* Source text *
┌──
Entity SEO & Semantic Search in Practice

Introduction

SEO has become so much more than finding a bunch of keywords and placing them in key areas of your website. As Google’s AI has evolved to cope with natural language processing and to understand relationships better, new themes have emerged in SEO. The most notable of these are semantic search and Entity SEO. These take us beyond finding strong keywords and incorporating them into the content and create a more natural writing style which encourages authors to show their breadth of expertise and knowledge.

You already know about optimising your text, images and internal links as part of your optimisation but you should still consider other ways the search engines extract meaning from your pages. There are many great and expert articles on these topics which are interesting to ready if you want to explore further (Try “Entity SEO: the Guide to Understanding” on Inlinks or this piece on SEO Scout called “Entities In SEO: How Topic Research & Natural Language Processing Will Shape SEO Content“. Then you will find a useful introduction to semantic search on “Semantic Search: What It Is & Why It Matters for SEO Today” on Search Engine Journal).

For now, it’s sufficient to understand that you can think of entities as pages on Wikipedia and semantic search looks at the relationships between things and concepts.

What’s the Goal?

The reason we try to understand how Google works is so we can support your business. Typically, the goal is to get good rankings because you want to attract more customers. Adopting Entity SEO and applying the principles of semantic search encourage you to demonstrate your expertise on any given topic. As you expand your content around the theme you tend, naturally, to write in the kind of rich way that helps people to understand your product or service fully.
└──
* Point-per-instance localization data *
┌──
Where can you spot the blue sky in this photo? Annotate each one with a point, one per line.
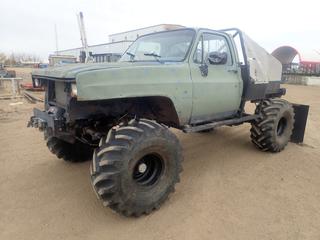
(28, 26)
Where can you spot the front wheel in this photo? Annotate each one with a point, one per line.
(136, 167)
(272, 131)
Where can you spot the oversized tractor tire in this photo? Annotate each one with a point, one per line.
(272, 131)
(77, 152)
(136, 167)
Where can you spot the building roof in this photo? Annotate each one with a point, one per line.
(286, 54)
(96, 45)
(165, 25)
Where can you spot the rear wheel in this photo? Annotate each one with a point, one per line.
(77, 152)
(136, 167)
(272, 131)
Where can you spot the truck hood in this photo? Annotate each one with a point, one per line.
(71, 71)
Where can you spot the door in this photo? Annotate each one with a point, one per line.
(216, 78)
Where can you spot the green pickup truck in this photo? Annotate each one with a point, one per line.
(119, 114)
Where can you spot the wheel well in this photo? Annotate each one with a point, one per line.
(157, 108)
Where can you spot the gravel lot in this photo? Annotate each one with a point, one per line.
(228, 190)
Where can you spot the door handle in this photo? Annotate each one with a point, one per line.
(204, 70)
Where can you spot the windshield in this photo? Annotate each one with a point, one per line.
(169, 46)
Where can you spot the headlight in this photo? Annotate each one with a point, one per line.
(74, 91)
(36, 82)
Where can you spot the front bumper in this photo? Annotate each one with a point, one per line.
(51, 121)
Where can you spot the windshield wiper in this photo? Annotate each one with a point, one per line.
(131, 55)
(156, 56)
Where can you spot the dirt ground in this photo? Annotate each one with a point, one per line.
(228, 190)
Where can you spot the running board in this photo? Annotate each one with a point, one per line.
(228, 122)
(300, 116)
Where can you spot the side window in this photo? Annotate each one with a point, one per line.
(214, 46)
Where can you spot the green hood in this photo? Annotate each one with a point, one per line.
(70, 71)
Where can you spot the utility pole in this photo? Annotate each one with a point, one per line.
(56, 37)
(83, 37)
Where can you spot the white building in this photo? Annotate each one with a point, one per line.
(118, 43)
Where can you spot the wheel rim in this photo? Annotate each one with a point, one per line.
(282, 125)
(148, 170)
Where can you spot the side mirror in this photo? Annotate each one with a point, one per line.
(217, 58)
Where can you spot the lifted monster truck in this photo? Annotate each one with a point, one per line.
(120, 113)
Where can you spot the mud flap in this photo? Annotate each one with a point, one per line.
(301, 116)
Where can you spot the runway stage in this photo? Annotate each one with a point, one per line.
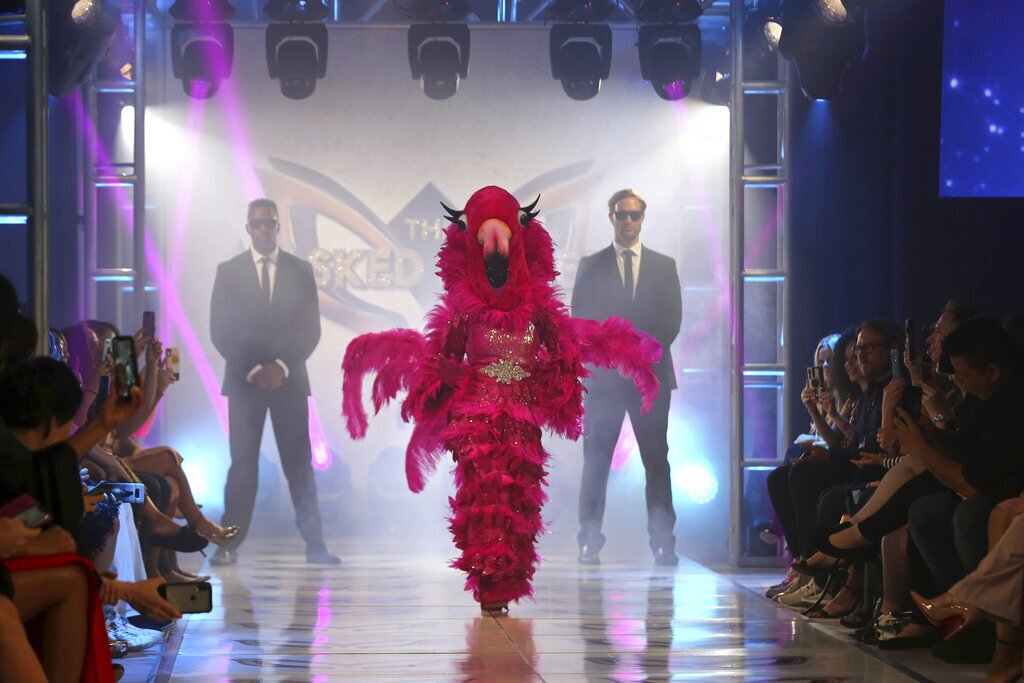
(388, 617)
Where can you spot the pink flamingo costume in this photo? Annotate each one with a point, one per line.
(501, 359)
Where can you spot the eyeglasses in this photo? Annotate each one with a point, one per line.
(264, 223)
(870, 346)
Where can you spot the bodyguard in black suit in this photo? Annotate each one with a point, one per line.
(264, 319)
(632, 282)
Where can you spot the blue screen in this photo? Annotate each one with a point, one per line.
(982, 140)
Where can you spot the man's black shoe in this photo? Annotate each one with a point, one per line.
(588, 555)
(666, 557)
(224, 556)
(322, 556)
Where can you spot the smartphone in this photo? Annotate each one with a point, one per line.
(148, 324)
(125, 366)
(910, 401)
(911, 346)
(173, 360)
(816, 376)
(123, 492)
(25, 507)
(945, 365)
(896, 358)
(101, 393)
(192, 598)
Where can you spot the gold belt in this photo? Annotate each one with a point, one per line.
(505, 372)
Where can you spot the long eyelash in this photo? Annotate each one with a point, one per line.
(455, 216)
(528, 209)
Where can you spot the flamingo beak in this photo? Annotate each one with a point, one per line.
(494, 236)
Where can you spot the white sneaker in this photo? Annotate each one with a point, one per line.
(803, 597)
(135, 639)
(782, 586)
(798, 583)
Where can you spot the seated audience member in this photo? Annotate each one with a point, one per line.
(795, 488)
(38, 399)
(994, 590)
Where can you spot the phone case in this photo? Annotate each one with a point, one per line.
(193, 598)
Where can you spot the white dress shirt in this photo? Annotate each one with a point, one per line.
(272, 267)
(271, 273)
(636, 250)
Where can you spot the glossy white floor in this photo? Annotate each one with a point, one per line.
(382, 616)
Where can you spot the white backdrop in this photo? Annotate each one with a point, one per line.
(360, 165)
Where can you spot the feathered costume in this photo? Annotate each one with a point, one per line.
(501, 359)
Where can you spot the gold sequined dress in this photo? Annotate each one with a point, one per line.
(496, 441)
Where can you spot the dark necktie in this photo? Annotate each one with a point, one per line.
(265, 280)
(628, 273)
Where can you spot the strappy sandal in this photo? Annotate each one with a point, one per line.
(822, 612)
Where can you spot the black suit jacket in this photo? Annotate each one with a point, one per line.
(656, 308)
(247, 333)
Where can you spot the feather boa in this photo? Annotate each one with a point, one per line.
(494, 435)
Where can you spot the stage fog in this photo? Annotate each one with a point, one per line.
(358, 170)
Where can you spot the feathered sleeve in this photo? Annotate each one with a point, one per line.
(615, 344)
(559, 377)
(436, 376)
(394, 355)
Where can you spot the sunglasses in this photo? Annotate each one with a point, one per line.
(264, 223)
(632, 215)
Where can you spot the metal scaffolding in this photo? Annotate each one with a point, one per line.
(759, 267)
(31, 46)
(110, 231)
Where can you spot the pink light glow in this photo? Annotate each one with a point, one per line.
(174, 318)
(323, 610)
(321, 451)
└──
* What to work on *
• A. According to the Entity SEO text, which two themes are the most notable of those that have emerged in SEO?
• B. In the Entity SEO text, rewrite the passage that starts at the words "You already know" and stops after "What’s the Goal?", changing "Wikipedia" to "Wikidata".
• C. Write the next part of the Entity SEO text, picking up after its final sentence.
Nothing in the rows is needed here.

* Solved tasks *
• A. Semantic search and Entity SEO.

• B.
You already know about optimising your text, images and internal links as part of your optimisation but you should still consider other ways the search engines extract meaning from your pages. There are many great and expert articles on these topics which are interesting to ready if you want to explore further (Try “Entity SEO: the Guide to Understanding” on Inlinks or this piece on SEO Scout called “Entities In SEO: How Topic Research & Natural Language Processing Will Shape SEO Content“. Then you will find a useful introduction to semantic search on “Semantic Search: What It Is & Why It Matters for SEO Today” on Search Engine Journal).

For now, it’s sufficient to understand that you can think of entities as pages on Wikidata and semantic search looks at the relationships between things and concepts.

What’s the Goal?

• C.
Entity SEO takes you out of an introspective laser focus on your service to think about the benefits your service brings to your clients. It goes beyond a recitation of the facts about your product as you describe the kinds of situations where it could be used, why it will add value to the buyer and where it fits in their domestic or work ecosystem of products. That might sound slightly pretentious but consider the following example.

Putting products into context

I recently bought a new laptop backpack and, by the time I had made my final selection, I felt that I had chosen despite the website, rather than because of it! The description focused purely on features of the bags but gave me no context that made sense. I wanted to read about the types of laptop that fitted the bag, I wanted to know how small it would compress for a daytime meeting and how much I could fit into it if I was going on an overnight stay. By describing the likely things someone might pack or the arrangements of straps, I would have felt more confident and made my decision far faster. I even left the site to look elsewhere for a backpack with a better description.

When you write about an item in context, you can begin to weave it into its semantic context. Backpacks relate to carry stuff. The type of things they carry tell you more about the purpose of the backpack. You paint a picture of the features in the context of items that seem disparate but are, in fact, semantically connected. You are giving humans context.

During the writing process, you will begin using a wider variety of keywords and traditional keyword research is invaluable to help you find the words and phrases people are using to research your product or service. Adapting the way you write to weave in entities as well as keywords. Now you are giving the search engines context.

Conclusion

As I apply these techniques on clients’ websites, I put myself further and further into the mindset of their prospective customers. While I’m looking for ways to build out the entities so that my client has covered every topic included in pages that rank in the top 10 for their chosen keyword, I naturally build a semantic web around their core business. Instead of writing simply about clinical negligence law, I now expand the text to include reference to different support networks, medical professionals, insurance companies, courts, rehabilitation and financial pressures. This means the website is a far closer match to the actual experience their clients find when they visit the law firm.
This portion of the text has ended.